> About this exercise
Please repeat, from the entries that follow, the lines from the one containing "Place a point on each instance of the dam access" through the one containing "Place a point on each instance of the concrete dam" exactly, adding nothing.

──────── Dataset entries ────────

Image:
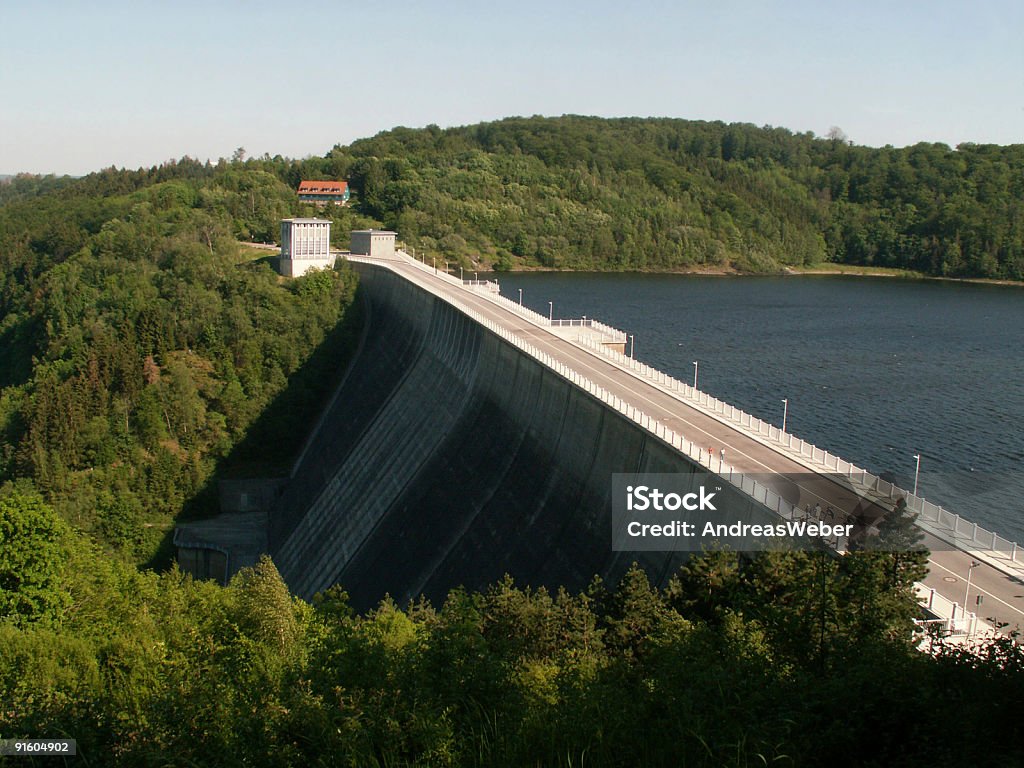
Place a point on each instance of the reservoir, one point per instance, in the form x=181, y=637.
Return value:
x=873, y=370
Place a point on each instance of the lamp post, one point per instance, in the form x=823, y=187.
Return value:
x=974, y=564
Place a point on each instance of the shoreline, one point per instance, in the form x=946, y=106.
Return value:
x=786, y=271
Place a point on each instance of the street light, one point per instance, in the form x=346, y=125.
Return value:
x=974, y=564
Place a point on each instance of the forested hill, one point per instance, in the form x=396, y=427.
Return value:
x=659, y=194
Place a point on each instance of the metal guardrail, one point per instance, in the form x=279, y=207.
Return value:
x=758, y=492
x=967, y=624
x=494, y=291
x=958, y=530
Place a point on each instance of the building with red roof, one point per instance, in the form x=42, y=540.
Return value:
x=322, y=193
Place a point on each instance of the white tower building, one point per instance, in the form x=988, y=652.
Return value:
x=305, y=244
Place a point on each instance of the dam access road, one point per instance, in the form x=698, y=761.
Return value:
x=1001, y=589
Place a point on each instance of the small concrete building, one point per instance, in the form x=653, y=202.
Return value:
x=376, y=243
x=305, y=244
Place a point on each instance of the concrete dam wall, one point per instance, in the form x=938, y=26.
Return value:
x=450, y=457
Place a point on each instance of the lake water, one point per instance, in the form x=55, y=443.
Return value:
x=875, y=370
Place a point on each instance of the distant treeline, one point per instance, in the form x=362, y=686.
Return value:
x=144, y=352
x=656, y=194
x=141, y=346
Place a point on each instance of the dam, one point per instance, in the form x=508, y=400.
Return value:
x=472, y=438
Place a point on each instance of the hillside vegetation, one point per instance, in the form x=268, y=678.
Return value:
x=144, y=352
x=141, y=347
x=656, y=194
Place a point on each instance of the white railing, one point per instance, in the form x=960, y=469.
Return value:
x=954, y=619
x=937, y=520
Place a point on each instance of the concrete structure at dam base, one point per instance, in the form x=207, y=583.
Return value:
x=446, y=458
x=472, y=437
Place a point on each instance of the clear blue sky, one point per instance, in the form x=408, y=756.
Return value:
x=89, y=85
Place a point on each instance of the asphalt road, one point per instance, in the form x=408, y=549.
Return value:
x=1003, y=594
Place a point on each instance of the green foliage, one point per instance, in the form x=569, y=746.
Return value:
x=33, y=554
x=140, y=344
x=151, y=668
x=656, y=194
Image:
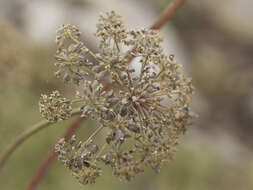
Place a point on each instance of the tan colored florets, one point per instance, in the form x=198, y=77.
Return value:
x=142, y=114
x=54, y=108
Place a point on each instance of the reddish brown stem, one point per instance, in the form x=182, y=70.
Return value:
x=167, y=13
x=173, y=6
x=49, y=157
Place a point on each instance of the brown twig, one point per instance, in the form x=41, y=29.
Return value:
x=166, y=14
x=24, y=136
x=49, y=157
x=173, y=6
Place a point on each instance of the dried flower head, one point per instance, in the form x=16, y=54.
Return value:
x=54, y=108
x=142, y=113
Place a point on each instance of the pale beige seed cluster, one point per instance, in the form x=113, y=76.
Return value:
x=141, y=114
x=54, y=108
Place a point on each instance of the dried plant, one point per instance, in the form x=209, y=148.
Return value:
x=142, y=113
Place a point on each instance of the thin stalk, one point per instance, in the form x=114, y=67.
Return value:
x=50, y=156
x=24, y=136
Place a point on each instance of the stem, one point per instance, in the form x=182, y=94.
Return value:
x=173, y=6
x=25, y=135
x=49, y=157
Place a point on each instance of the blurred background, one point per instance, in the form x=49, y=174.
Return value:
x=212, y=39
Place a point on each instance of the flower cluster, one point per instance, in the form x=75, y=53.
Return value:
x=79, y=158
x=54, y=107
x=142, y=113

────────

> Solution for this task
Place a point on each instance of the dam access road, one point per instance, in the form x=698, y=761.
Return value:
x=1001, y=589
Place a point on each instance of the small concrete building, one point per instance, in the form x=653, y=202.
Return value:
x=376, y=243
x=305, y=244
Place a point on each instance of the concrete dam wall, one point per instance, in the form x=938, y=26.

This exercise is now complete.